[What the exercise asks] Exact copy, pictures excluded: reproduce every record below.
*** Data shown ***
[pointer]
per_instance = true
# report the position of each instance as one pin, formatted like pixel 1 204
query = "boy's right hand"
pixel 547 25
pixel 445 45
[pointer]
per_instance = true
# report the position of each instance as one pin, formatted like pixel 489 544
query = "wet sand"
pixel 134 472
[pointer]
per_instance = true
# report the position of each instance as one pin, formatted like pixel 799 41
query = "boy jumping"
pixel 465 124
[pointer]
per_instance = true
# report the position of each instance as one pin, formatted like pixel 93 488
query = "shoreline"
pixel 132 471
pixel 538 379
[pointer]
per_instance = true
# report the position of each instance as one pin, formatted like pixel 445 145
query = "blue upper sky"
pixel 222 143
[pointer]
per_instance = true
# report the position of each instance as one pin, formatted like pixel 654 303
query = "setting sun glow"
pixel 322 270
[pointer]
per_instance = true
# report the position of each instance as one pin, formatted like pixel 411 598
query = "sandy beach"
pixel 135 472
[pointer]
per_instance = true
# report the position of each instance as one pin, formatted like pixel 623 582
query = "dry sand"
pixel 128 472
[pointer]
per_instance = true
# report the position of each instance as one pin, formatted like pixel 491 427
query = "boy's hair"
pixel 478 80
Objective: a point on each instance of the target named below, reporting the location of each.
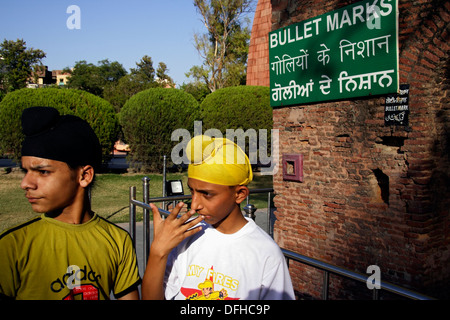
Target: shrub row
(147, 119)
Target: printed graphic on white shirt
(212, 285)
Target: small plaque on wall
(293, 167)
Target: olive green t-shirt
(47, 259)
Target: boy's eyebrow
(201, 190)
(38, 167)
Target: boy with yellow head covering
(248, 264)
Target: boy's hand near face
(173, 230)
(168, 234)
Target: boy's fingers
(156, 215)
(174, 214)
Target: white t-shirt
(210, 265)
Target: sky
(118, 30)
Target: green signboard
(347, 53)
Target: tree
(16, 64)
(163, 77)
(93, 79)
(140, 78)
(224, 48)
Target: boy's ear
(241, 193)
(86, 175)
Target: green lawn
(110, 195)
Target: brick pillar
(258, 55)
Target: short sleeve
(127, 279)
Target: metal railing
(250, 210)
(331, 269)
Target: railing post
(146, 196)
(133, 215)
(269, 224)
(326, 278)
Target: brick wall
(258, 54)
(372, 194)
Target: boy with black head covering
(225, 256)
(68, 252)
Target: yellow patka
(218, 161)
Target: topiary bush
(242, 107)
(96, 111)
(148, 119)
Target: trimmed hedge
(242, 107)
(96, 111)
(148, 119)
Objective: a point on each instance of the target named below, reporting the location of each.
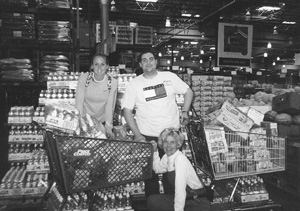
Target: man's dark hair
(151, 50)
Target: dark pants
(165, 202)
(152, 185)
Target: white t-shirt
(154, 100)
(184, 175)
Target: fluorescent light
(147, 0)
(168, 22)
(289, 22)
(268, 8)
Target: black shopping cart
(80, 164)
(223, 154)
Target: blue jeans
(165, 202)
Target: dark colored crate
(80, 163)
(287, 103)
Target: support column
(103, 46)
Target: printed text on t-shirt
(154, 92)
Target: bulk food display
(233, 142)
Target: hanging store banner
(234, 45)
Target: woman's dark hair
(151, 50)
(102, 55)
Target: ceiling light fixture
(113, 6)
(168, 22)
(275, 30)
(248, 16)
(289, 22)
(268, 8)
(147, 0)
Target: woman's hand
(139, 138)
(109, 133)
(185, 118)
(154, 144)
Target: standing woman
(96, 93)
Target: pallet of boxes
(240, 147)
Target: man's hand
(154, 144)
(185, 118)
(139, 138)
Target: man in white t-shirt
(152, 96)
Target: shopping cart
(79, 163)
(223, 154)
***
[Exercise answer]
[pointer]
per_instance = true
# report the position of each instance as one pin, formatted like pixel 1 204
query = "boy's right hand"
pixel 547 25
pixel 445 45
[pointer]
per_instance = true
# report the position of each instance as one pin, formatted like pixel 489 544
query = "wet sand"
pixel 134 472
[pointer]
per_instance = true
# report the position of each instance as one pin, formatted like pixel 799 41
query = "boy jumping"
pixel 465 124
[pointer]
per_instance = true
# report the position of each instance as one pin, formatted like pixel 93 488
query = "shoreline"
pixel 132 471
pixel 538 379
[pointer]
per_instance = true
# report the position of each instance as one pin, formatted like pixel 445 145
query = "blue upper sky"
pixel 222 143
[pointer]
per_instance = true
# report the position of each instance as one pin, formatted like pixel 654 303
query = "setting sun glow"
pixel 322 270
[pointer]
per_instance = true
# report the position of each instance as one pin, formatted like pixel 411 598
query = "sandy beach"
pixel 135 472
[pointer]
per_instance = true
# report the position of each instance as one pin, formatted like pixel 623 582
query = "dry sand"
pixel 128 472
[pointer]
per_instance = true
# report the position of each instance as one pin, formatted like pixel 491 427
query = "boy's hair"
pixel 478 80
Objective: a point on each instance of the target named below, reporting the location of each.
Target: shrub row
(147, 119)
Target: printed graphic on white shirt
(212, 285)
Target: small plaque on wall
(293, 167)
Target: olive green t-shirt
(47, 259)
Target: boy's eyebrow
(201, 190)
(38, 167)
Target: boy with yellow head covering
(248, 264)
Target: boy's hand near face
(173, 230)
(168, 234)
Target: boy's fingers
(156, 215)
(174, 214)
Target: white t-shirt
(210, 265)
Target: sky
(118, 30)
Target: green signboard
(347, 53)
Target: tree
(16, 64)
(163, 77)
(93, 79)
(140, 78)
(224, 48)
Target: boy's ear
(241, 193)
(86, 175)
Target: green lawn
(110, 195)
Target: brick pillar
(258, 55)
Target: short sleeve
(127, 279)
Target: metal railing
(250, 210)
(331, 269)
Target: railing post
(146, 196)
(133, 215)
(269, 224)
(326, 278)
Target: brick wall
(258, 54)
(372, 194)
Target: boy with black head covering
(225, 256)
(68, 252)
Target: yellow patka
(218, 161)
Target: topiary bush
(242, 107)
(96, 111)
(148, 119)
Target: trimmed hedge
(242, 107)
(96, 111)
(148, 119)
Objective: a point on each instance of the target named below, reporting the location of each.
Target: man's dark hair
(151, 50)
Target: dark pants
(165, 202)
(152, 185)
Target: white t-shirt
(154, 100)
(184, 175)
Target: fluorescent light
(147, 0)
(168, 22)
(289, 22)
(268, 8)
Target: black shopping cart
(80, 164)
(223, 154)
Target: blue jeans
(165, 202)
Target: dark colored crate
(80, 163)
(287, 103)
Target: support column
(103, 46)
Target: printed text on t-shirt
(154, 92)
Target: bulk food display
(233, 142)
Target: hanging store banner
(234, 45)
Target: woman's dark hair
(151, 50)
(102, 55)
Target: ceiling light fixture
(113, 6)
(168, 22)
(275, 30)
(248, 16)
(289, 22)
(268, 8)
(147, 0)
Target: woman's hand
(139, 138)
(109, 133)
(185, 118)
(154, 144)
Target: standing woman
(96, 93)
Target: pallet of boxes
(240, 147)
Target: man's hand
(154, 144)
(185, 118)
(139, 138)
Target: man in white t-shirt
(152, 96)
Target: shopping cart
(79, 163)
(223, 154)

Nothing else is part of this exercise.